### Required work
What is needed is a verbatim copy of the data, minus the pictures.

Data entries
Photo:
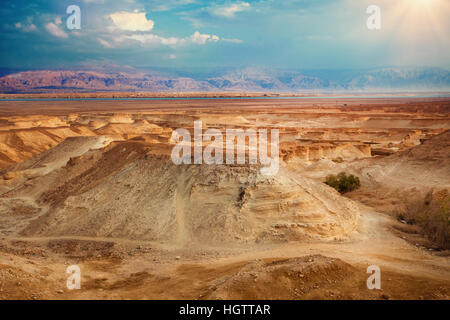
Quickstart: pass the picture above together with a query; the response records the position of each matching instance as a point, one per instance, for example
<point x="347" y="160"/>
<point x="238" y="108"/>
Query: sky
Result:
<point x="284" y="34"/>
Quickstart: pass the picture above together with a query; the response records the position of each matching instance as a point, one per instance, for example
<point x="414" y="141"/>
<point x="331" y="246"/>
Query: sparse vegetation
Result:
<point x="342" y="182"/>
<point x="432" y="214"/>
<point x="338" y="160"/>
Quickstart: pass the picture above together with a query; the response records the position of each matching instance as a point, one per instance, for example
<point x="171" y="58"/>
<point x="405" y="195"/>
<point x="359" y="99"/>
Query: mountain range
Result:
<point x="112" y="78"/>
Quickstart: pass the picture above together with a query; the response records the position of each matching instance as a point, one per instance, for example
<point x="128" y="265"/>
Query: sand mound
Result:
<point x="282" y="278"/>
<point x="133" y="190"/>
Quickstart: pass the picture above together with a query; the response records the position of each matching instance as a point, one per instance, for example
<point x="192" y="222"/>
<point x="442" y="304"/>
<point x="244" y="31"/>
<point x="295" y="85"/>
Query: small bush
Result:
<point x="432" y="214"/>
<point x="338" y="160"/>
<point x="342" y="182"/>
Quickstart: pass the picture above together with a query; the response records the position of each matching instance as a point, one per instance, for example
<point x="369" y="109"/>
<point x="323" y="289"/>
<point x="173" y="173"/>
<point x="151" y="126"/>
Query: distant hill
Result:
<point x="247" y="79"/>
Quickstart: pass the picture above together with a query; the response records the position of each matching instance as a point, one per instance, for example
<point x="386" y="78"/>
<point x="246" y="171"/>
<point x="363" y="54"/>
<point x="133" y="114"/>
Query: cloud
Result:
<point x="54" y="30"/>
<point x="166" y="5"/>
<point x="132" y="21"/>
<point x="228" y="11"/>
<point x="199" y="38"/>
<point x="233" y="40"/>
<point x="152" y="39"/>
<point x="25" y="28"/>
<point x="105" y="43"/>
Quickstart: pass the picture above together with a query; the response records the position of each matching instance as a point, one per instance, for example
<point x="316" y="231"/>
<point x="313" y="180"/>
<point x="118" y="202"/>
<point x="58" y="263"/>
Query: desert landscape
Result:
<point x="91" y="183"/>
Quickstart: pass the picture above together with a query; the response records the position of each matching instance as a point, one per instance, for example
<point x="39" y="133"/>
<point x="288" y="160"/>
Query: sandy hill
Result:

### Solution for this exercise
Photo:
Quickstart: pass the picture above together with a query; the response records the position of each matching instance as a point, one per instance, for example
<point x="347" y="160"/>
<point x="238" y="108"/>
Query: sky
Result:
<point x="284" y="34"/>
Quickstart: pass the picture above together with a query; the response records the position of each matching instance as a point, one per instance, for example
<point x="414" y="141"/>
<point x="331" y="246"/>
Query: sparse vegetation
Result:
<point x="342" y="182"/>
<point x="432" y="214"/>
<point x="338" y="160"/>
Quickstart: pass the picture above together with a query; the response records the position of each matching instance as a point, one per instance, for example
<point x="171" y="58"/>
<point x="405" y="195"/>
<point x="359" y="99"/>
Query: mountain range
Result:
<point x="112" y="78"/>
Quickstart: pass the picture above together with a query; the response records the position of each matching instance as a point, one per instance, for example
<point x="128" y="265"/>
Query: sand mound
Result:
<point x="282" y="278"/>
<point x="133" y="190"/>
Quickstart: pass the picture above together with a query; the response records the position of each matching instance as a point, one per instance, for example
<point x="192" y="222"/>
<point x="442" y="304"/>
<point x="244" y="31"/>
<point x="295" y="85"/>
Query: small bush
Result:
<point x="432" y="214"/>
<point x="338" y="160"/>
<point x="342" y="182"/>
Quickstart: pass the picture above together with a query; the response records the position of each matching instance as a point, one per instance, for example
<point x="369" y="109"/>
<point x="323" y="289"/>
<point x="173" y="173"/>
<point x="151" y="126"/>
Query: distant hill
Result:
<point x="247" y="79"/>
Quickstart: pass the picture above together with a query; the response records the position of each matching instance as a point, one per instance, for example
<point x="386" y="78"/>
<point x="246" y="171"/>
<point x="363" y="54"/>
<point x="133" y="114"/>
Query: cloud
Result:
<point x="54" y="30"/>
<point x="166" y="5"/>
<point x="132" y="21"/>
<point x="228" y="11"/>
<point x="199" y="38"/>
<point x="233" y="40"/>
<point x="152" y="39"/>
<point x="25" y="28"/>
<point x="105" y="43"/>
Quickstart: pass the picture above together with a query; the response records the position of each matching instance as a point, one per instance, for example
<point x="316" y="231"/>
<point x="313" y="180"/>
<point x="118" y="202"/>
<point x="58" y="263"/>
Query: desert landscape
Result:
<point x="91" y="183"/>
Quickstart: pass the picture above together with a query; the response records the position of each matching instance as a point, one per instance, for example
<point x="39" y="133"/>
<point x="288" y="160"/>
Query: sandy hill
Result:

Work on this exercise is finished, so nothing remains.